--- START OF Passage provided ---

Failed Kayaking Data Logger Is Something We Want To See Succeed

How can your love of hobby electronics and your participation in the Canadian National Kayaking Team be combined? Why not use your technical know-how to provide a performance edge? [Geoff Clarke] decided to rig up a paddle for data capture to see if they could learn anything.

Here you can see that a series of flex sensors were applied to one of the business ends of the paddle. These are connected to a microcontroller which is constantly monitoring them and dumping the data onto an SD card. The design will provide about nine minutes of data before the storage is used up. That sounds like a number that might need improving. We could see this being useful to log a series of practice runs on the same course, but with different athletes. By graphing and comparing the data, you should be able to make observations about how the paddle is being held and when force is applied that could help the rest of the team improve.

But we’re way ahead of ourselves. The rig was given a premature test-run and the flex sensors were destroyed by the salt water. We wish this had worked out and hope that [Geoff] will give it another try after rethinking the water proofing.

17 thoughts on “Failed Kayaking Data Logger Is Something We Want To See Succeed

  1. Those aren’t flex sensors, they’re force sensors, made by “Flexiforce”. They measure the force on the little circular pads at their ends. However, the group is using them correctly; it’s just a mistake on the Hackaday end of things.

  2. Hey guys, thanks for the post!
    The trouble with waterproofing is that whatever is used needs to still transmit the force to the pads. Something like epoxy, which will end up stiff, wont transmit the force or wont transmit it evenly to the pads. I’m thinking pressure sensitive vinyl… or something else flexible like that

  3. Even if it worked it would not provide anything meaningful. You will know how hard you paddled, but not how to do it or if it was effective at all. What they need is Mems sensors on the paddle and arms of a person paddling + something to measure speed of the boat against water(so not gps). Add in some Machine Learning magic and you could get a “perfect paddling move”.

    1. In fact, we weren’t looking to measure the efficiency of the paddler necessarily. For that we use force sensors, GPS, accelerometers, etc. For the particular project the goal was to see if we noticed significant differences between different blade shapes (because different paddle manufacturers make some pretty radically different blades), and to find the centre of pressure on the blade.

      1. Do you really care about the shape and forces? Isnt speed and efficiency more important than some “oh look, this one bends that way” number? Unless you are planning to make your own paddles.

        1. rasz you do not seem to be a very bright guy. The paddle is responsible for kinetic energy transfer. Like all systems, there is a loss while transferring that energy. One of the factors is obviously the paddle shape and even it’s attack angle.

      2. You could also just record force and moment produced by the paddle during a steady state flow condition and back out the center of pressure right?

        Definitely a different approach, but coming from an aero wind tunnel background thats where my first thought goes, that or drilling some holes and installing pressure taps if you really want surface pressure measurements.

--- END OF Passage provided ---

Reproduce the passage in the kayaking data logger post from "2. You could" up to and including "surface pressure measurements.". Rely solely on the kayaking data logger post for this.

--- START OF Data shown ---

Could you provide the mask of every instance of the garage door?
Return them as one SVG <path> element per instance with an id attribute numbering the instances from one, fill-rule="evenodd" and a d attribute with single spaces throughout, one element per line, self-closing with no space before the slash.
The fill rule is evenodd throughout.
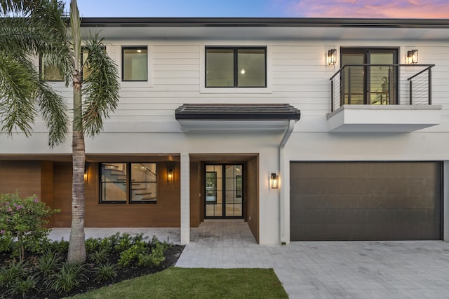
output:
<path id="1" fill-rule="evenodd" d="M 441 167 L 290 162 L 290 240 L 441 239 Z"/>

--- END OF Data shown ---

Correct response
2. You could also just record force and moment produced by the paddle during a steady state flow condition and back out the center of pressure right?

        Definitely a different approach, but coming from an aero wind tunnel background thats where my first thought goes, that or drilling some holes and installing pressure taps if you really want surface pressure measurements.